* _EXERCISE BRIEF_:
Pick out every line in the records below that contains the word "boatman", and copy each one. Matching is case-sensitive.

* _PROVIDED DATA_:
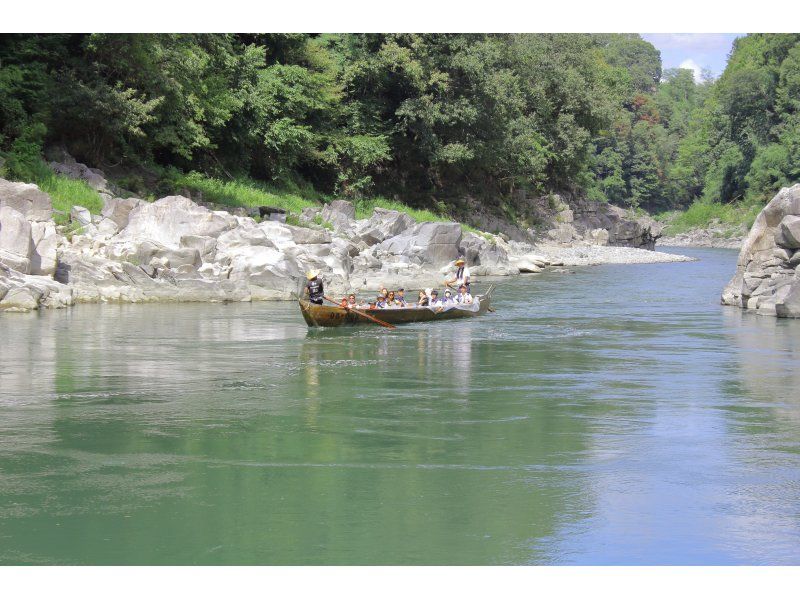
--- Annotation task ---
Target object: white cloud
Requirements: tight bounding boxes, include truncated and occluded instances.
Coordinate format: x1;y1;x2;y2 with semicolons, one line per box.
678;58;703;83
643;33;744;52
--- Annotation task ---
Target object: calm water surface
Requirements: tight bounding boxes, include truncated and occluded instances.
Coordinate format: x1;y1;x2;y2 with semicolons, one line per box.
0;250;800;564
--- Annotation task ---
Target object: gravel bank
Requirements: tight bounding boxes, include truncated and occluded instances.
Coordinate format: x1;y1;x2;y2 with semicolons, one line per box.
536;245;697;266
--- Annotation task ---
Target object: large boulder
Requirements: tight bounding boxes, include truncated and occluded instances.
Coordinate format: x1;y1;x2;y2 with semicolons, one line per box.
378;222;462;267
289;226;331;245
775;214;800;249
100;195;146;230
30;222;58;276
0;206;33;274
69;206;92;226
49;152;111;193
459;232;517;276
353;208;414;247
115;195;237;247
320;199;356;232
0;179;53;222
722;184;800;317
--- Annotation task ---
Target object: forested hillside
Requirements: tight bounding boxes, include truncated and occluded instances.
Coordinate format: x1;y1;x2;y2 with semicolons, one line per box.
0;34;800;225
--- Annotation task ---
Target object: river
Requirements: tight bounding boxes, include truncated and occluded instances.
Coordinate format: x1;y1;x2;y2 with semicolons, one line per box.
0;248;800;564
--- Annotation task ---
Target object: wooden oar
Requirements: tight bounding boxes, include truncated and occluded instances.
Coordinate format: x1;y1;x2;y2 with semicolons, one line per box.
325;297;397;330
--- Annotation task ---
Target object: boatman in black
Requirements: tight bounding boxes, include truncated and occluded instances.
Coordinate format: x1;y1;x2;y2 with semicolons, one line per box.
444;256;470;292
306;270;325;305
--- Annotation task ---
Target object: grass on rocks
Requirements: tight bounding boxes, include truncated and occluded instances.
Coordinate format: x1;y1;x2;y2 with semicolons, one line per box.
171;172;478;232
10;160;103;224
172;172;320;213
656;200;764;237
356;197;480;233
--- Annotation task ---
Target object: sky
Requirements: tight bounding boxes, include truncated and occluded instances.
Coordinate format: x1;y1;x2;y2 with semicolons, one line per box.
642;33;745;81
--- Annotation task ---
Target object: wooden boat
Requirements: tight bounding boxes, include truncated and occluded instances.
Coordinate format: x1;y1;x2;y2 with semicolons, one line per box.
298;287;494;328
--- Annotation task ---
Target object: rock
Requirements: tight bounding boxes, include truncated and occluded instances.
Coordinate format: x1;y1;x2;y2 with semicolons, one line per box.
775;214;800;249
0;205;33;274
49;152;110;193
460;232;518;276
0;179;53;222
115;195;237;248
353;208;415;246
289;226;331;245
100;194;147;230
300;208;322;224
547;223;578;245
516;259;544;274
722;185;800;317
0;287;42;311
321;199;356;232
69;206;92;226
181;235;217;261
379;222;462;266
97;218;119;237
585;228;610;245
30;222;58;276
775;282;800;318
149;247;203;269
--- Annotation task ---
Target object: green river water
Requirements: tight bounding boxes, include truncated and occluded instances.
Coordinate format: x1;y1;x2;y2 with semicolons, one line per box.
0;249;800;564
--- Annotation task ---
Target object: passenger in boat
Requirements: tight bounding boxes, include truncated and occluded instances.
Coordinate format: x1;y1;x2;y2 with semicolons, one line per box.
305;270;325;305
444;256;470;292
456;284;472;305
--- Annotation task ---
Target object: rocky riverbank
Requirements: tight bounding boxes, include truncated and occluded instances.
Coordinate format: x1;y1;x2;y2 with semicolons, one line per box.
657;224;747;249
0;171;688;311
722;184;800;318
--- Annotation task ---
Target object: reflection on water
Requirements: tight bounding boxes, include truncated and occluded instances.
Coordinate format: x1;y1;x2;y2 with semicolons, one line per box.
0;250;800;564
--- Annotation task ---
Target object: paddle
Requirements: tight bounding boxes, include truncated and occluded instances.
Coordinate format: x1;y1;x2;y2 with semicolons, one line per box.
325;297;397;330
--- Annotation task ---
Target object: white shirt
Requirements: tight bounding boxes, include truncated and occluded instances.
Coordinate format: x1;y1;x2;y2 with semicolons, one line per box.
456;265;469;287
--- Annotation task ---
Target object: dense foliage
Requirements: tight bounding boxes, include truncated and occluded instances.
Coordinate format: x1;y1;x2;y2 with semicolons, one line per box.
0;34;800;218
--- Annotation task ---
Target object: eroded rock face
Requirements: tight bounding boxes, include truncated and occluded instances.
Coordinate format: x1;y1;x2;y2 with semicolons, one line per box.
320;199;356;231
722;184;800;318
0;206;33;274
30;221;58;276
353;208;415;247
100;194;147;229
49;152;110;193
117;195;237;247
0;179;53;222
378;222;461;266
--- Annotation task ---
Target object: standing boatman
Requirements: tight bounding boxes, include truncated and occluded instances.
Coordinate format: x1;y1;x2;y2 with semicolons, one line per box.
306;270;325;305
444;256;470;293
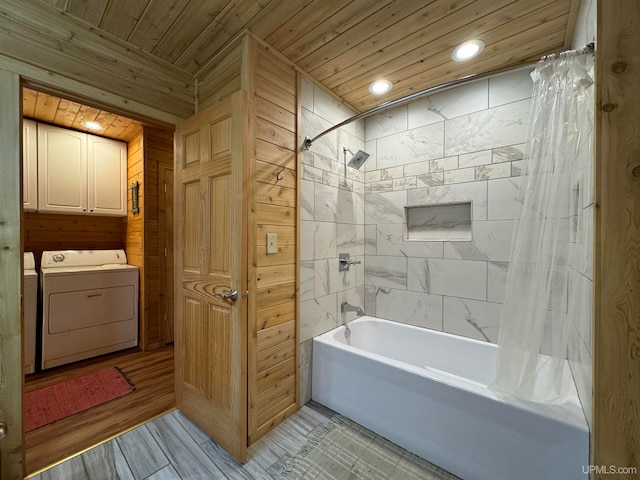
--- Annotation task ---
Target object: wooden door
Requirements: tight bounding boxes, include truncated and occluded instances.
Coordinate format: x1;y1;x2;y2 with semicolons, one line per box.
158;167;174;344
174;92;248;462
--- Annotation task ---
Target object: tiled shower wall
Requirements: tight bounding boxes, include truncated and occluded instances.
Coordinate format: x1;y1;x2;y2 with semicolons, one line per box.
300;77;364;403
364;69;532;342
300;59;593;421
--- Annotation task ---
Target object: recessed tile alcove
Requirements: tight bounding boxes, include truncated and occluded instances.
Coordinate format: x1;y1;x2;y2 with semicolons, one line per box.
404;202;473;242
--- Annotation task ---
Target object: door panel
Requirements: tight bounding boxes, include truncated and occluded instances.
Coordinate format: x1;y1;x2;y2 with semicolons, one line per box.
175;93;247;461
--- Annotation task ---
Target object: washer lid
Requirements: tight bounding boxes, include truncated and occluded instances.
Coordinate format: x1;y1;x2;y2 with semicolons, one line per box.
41;250;127;268
24;252;36;270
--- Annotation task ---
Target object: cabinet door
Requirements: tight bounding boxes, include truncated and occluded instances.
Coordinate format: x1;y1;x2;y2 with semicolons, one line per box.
38;124;87;214
87;135;127;216
22;118;38;212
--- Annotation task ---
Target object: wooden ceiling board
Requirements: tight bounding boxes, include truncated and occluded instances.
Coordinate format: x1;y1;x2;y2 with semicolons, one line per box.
67;0;109;27
99;0;149;39
22;87;142;142
282;1;422;66
32;0;580;114
336;2;565;101
174;0;273;73
126;0;189;52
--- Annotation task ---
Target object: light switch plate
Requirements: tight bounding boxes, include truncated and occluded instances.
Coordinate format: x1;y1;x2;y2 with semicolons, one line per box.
267;233;278;255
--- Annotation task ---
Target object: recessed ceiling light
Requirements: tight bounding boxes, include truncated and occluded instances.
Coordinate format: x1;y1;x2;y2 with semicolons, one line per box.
369;80;393;95
451;40;484;62
80;122;104;130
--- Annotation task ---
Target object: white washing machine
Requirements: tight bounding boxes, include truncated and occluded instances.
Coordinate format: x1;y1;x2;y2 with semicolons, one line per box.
40;250;138;369
22;252;38;374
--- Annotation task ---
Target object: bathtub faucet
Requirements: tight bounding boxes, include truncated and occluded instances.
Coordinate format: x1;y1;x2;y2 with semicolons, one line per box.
340;302;364;317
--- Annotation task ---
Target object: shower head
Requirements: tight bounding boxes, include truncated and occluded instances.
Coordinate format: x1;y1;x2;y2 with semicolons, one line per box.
342;147;369;170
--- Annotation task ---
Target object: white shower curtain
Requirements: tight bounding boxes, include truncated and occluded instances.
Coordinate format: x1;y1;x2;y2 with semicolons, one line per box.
492;52;593;403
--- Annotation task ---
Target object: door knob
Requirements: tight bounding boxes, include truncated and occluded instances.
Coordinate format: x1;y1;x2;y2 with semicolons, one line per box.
216;289;238;302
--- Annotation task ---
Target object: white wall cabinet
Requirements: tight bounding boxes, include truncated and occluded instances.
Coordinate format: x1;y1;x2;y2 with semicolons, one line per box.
38;124;127;216
22;118;38;212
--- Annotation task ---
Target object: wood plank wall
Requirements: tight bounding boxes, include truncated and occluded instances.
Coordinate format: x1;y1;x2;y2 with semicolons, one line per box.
196;42;242;110
123;128;148;350
245;37;298;444
592;0;640;480
144;126;173;350
23;212;125;269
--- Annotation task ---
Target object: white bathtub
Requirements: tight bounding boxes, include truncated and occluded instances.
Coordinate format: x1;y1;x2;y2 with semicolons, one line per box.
312;317;589;480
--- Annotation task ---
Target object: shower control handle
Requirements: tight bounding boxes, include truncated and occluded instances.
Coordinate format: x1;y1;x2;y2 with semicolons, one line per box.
338;253;362;272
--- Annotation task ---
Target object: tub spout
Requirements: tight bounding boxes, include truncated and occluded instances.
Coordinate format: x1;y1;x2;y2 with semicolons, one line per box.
340;302;364;317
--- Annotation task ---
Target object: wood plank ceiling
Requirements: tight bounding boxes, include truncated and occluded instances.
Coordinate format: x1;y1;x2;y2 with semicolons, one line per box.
40;0;579;111
22;87;142;142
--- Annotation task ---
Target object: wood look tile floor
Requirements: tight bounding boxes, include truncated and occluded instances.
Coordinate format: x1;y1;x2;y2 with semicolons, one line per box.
29;403;335;480
25;346;176;472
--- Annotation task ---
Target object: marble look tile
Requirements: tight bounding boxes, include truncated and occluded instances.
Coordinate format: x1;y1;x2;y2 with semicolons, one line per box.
301;108;342;160
365;106;407;141
475;162;511;181
374;224;443;258
443;297;501;343
373;288;442;330
338;285;365;325
300;294;338;342
487;178;521;220
444;100;530;156
491;143;526;163
487;262;509;303
444;167;482;185
300;179;315;220
362;140;378;172
489;68;533;108
315;183;338;222
299;340;313;405
300;260;316;302
377;123;444;168
416;172;444;188
364;256;407;289
312;222;338;260
336;223;364;255
408;182;487;223
364;190;404;224
407;258;487;300
300;220;317;262
444;220;515;262
338;189;364;224
116;425;169;480
511;160;524;177
366;180;393;194
364;224;378;255
408;79;488;128
379;166;404;180
364;170;381;183
403;160;431;177
429;156;459;173
458;150;492;168
300;164;324;183
393;176;418;190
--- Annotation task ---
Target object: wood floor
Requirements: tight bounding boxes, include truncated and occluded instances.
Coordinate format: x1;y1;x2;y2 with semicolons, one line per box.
25;346;175;474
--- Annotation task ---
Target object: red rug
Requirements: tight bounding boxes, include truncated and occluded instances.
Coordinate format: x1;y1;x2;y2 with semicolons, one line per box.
24;367;135;432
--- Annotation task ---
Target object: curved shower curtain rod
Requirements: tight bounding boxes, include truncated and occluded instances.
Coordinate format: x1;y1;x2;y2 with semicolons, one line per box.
303;42;595;150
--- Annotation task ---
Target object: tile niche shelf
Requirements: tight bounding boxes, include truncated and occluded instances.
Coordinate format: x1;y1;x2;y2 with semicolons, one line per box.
404;202;472;242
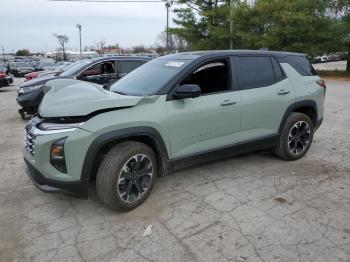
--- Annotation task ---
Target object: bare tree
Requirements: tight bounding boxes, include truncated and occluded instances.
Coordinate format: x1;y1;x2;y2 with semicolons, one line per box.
53;34;69;61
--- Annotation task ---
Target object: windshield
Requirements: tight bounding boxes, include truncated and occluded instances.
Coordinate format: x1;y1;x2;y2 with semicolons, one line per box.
110;59;191;96
60;60;91;77
15;63;32;67
42;62;57;66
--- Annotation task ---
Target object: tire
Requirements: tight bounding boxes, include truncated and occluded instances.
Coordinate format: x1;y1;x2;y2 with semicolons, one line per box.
96;141;158;211
274;112;315;161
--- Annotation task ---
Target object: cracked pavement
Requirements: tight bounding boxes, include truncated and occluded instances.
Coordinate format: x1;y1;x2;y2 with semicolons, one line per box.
0;79;350;262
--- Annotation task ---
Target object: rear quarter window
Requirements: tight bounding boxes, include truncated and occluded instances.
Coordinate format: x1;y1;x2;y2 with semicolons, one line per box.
278;56;317;76
238;56;275;89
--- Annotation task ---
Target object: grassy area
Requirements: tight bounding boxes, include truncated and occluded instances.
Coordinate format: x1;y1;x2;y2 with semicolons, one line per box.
316;70;350;77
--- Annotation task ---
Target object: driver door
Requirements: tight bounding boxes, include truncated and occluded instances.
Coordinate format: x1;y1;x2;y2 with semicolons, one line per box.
166;58;240;159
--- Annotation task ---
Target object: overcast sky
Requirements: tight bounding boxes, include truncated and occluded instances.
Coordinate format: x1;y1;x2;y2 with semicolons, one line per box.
0;0;174;52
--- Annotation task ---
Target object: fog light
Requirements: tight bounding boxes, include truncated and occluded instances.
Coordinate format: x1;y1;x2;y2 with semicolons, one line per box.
50;137;67;173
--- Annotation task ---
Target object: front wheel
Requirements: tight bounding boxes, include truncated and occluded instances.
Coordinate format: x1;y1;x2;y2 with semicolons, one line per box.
275;113;314;160
96;141;158;211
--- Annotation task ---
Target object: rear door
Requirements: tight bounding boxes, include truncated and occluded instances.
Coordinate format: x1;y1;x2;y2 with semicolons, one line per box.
235;56;295;142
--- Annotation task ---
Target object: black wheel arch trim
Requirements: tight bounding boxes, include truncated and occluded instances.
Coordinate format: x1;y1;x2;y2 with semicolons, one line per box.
278;100;318;134
81;126;169;182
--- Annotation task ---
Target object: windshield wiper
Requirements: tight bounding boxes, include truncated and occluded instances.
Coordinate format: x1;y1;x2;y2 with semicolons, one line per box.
112;91;126;96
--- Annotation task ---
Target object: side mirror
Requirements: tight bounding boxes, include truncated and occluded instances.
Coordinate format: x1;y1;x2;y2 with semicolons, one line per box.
173;84;202;99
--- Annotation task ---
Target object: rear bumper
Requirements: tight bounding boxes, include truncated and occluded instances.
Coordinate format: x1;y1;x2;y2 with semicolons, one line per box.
315;118;323;130
24;159;88;198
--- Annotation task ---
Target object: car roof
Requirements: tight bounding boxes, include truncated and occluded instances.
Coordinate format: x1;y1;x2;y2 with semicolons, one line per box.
159;50;305;60
89;55;151;62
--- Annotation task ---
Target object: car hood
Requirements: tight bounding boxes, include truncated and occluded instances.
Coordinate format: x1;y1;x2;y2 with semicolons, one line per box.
38;79;143;118
16;66;34;70
20;75;58;87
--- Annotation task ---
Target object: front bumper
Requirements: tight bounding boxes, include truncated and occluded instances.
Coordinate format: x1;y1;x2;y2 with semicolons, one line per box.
23;117;97;197
24;158;88;198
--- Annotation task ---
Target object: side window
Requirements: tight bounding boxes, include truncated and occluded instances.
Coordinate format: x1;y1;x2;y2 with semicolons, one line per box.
80;61;115;77
119;60;143;75
271;57;285;82
180;59;231;94
279;56;317;76
80;64;102;77
238;56;275;89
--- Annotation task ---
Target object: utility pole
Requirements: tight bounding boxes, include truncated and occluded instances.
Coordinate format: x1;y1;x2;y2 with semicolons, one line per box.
77;24;82;57
230;0;233;49
165;1;171;54
1;45;5;62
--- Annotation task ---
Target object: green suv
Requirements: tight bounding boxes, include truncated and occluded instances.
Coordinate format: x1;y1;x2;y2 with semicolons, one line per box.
23;51;326;210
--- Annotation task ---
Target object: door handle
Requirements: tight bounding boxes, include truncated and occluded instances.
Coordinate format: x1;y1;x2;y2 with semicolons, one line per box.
220;100;237;106
277;89;290;96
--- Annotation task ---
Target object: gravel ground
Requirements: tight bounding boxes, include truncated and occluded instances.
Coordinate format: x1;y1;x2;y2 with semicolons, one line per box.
0;79;350;262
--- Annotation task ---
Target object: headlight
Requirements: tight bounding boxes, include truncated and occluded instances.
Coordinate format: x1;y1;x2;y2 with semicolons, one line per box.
19;84;45;93
38;122;83;131
50;137;67;173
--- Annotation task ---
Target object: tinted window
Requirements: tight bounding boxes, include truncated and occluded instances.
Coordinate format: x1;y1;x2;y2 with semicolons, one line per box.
238;56;275;89
80;64;102;76
119;60;143;74
278;56;316;76
271;58;285;82
180;59;230;94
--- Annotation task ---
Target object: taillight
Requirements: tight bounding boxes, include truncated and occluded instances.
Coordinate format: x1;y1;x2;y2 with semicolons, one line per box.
316;79;327;88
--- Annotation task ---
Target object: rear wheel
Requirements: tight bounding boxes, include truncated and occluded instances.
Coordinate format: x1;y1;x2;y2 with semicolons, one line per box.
96;141;158;211
275;113;314;160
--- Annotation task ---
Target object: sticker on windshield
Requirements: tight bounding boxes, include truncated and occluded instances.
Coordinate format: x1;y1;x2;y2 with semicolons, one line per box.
165;61;184;67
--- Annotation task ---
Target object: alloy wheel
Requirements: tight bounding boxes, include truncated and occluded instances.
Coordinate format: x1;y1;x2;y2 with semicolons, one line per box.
118;154;153;203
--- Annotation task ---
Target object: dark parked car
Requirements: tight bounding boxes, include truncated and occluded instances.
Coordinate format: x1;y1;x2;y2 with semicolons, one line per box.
35;62;59;71
17;56;150;118
0;65;13;87
10;62;34;77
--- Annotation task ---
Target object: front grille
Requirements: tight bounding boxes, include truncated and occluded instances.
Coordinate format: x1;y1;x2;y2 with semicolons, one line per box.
24;122;35;156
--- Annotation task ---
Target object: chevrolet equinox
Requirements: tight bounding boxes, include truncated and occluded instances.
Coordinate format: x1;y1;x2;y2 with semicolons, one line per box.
23;51;326;210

* _THE ANSWER_:
Target object: boatman in black
Target object: standing boatman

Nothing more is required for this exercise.